--- start of Page ---

I will remove this and next ones.

>> + */
>> +static struct ahash_alg algs_sha1_md5[] = {
>> +{
>> +	.init		= s5p_hash_init,
>> +	.update		= s5p_hash_update,
>> +	.final		= s5p_hash_final,
>> +	.finup		= s5p_hash_finup,
>> +	.digest		= s5p_hash_digest,
>> +	.halg.digestsize	= SHA1_DIGEST_SIZE,
>> +	.halg.base	= {
>> +		.cra_name		= "sha1",
>> +		.cra_driver_name	= "exynos-sha1",
>> +		.cra_priority		= 100,
>> +		.cra_flags		= CRYPTO_ALG_TYPE_AHASH |
>> +					  CRYPTO_ALG_KERN_DRIVER_ONLY |
>> +					  CRYPTO_ALG_ASYNC |
>> +					  CRYPTO_ALG_NEED_FALLBACK,
>> +		.cra_blocksize		= HASH_BLOCK_SIZE,
>> +		.cra_ctxsize		= sizeof(struct s5p_hash_ctx),
>> +		.cra_alignmask		= SSS_DMA_ALIGN_MASK,
>> +		.cra_module		= THIS_MODULE,
>> +		.cra_init		= s5p_hash_cra_init,
>> +		.cra_exit		= s5p_hash_cra_exit,
>> +	}
>> +},
>> +{
>> +	.init		= s5p_hash_init,
>> +	.update		= s5p_hash_update,
>> +	.final		= s5p_hash_final,
>> +	.finup		= s5p_hash_finup,
>> +	.digest		= s5p_hash_digest,
>> +	.halg.digestsize	= MD5_DIGEST_SIZE,
>> +	.halg.base	= {
>> +		.cra_name		= "md5",
>> +		.cra_driver_name	= "exynos-md5",
>> +		.cra_priority		= 100,
>> +		.cra_flags		= CRYPTO_ALG_TYPE_AHASH |
>> +					  CRYPTO_ALG_KERN_DRIVER_ONLY |
>> +					  CRYPTO_ALG_ASYNC |
>> +					  CRYPTO_ALG_NEED_FALLBACK,
>> +		.cra_blocksize		= HASH_BLOCK_SIZE,
>> +		.cra_ctxsize		= sizeof(struct s5p_hash_ctx),
>> +		.cra_alignmask		= SSS_DMA_ALIGN_MASK,
>> +		.cra_module		= THIS_MODULE,
>> +		.cra_init		= s5p_hash_cra_init,
>> +		.cra_exit		= s5p_hash_cra_exit,
>> +	}
>> +}
>> +};
>> +
>> +/**
>> + * struct algs_sha256
>
> Exactly.

--- end of Page ---
--- start of Given data ---

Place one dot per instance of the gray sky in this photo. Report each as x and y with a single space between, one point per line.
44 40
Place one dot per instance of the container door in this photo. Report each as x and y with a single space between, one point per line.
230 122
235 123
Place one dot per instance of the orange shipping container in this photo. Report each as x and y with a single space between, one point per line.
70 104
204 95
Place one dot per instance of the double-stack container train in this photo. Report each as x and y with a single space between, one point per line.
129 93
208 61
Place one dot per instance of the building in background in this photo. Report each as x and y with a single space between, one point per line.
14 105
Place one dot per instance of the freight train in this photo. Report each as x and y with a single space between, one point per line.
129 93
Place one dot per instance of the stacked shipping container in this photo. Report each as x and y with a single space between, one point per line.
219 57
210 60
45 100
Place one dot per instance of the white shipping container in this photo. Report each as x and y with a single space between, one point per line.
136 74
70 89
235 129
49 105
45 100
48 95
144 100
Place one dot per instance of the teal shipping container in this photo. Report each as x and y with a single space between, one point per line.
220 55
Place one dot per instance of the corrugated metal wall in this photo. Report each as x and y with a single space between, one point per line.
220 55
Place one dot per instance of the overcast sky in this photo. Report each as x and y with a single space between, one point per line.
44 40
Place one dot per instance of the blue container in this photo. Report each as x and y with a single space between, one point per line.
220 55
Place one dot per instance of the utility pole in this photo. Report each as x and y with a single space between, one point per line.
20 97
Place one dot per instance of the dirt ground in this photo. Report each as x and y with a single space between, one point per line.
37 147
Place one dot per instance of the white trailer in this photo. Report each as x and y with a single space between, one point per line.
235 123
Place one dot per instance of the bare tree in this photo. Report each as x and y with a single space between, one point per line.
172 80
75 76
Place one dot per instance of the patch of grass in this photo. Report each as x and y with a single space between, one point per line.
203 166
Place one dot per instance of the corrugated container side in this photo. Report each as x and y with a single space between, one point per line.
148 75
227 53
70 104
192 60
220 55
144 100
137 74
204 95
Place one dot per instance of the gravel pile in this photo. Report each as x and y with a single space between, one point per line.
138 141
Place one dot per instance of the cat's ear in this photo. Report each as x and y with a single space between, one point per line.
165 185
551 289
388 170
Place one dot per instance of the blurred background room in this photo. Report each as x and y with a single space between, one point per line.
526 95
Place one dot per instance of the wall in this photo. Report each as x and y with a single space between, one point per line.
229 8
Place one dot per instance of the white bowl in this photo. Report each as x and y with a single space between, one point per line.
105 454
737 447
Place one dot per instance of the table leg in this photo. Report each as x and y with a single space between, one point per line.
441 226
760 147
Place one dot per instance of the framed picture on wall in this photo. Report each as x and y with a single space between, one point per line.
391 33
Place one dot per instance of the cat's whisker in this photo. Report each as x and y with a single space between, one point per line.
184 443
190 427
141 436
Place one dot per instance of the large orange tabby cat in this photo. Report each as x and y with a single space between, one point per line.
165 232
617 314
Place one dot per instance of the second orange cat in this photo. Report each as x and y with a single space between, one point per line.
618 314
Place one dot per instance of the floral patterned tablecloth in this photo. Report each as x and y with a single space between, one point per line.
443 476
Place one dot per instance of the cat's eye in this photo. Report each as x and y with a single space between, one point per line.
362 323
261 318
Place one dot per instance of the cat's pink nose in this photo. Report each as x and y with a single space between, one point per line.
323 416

--- end of Given data ---

Exercise details:
Please list every flag that the patch excerpt above combines into the .cra_flags field of the "sha1" entry.

Result of this task:
CRYPTO_ALG_TYPE_AHASH
CRYPTO_ALG_KERN_DRIVER_ONLY
CRYPTO_ALG_ASYNC
CRYPTO_ALG_NEED_FALLBACK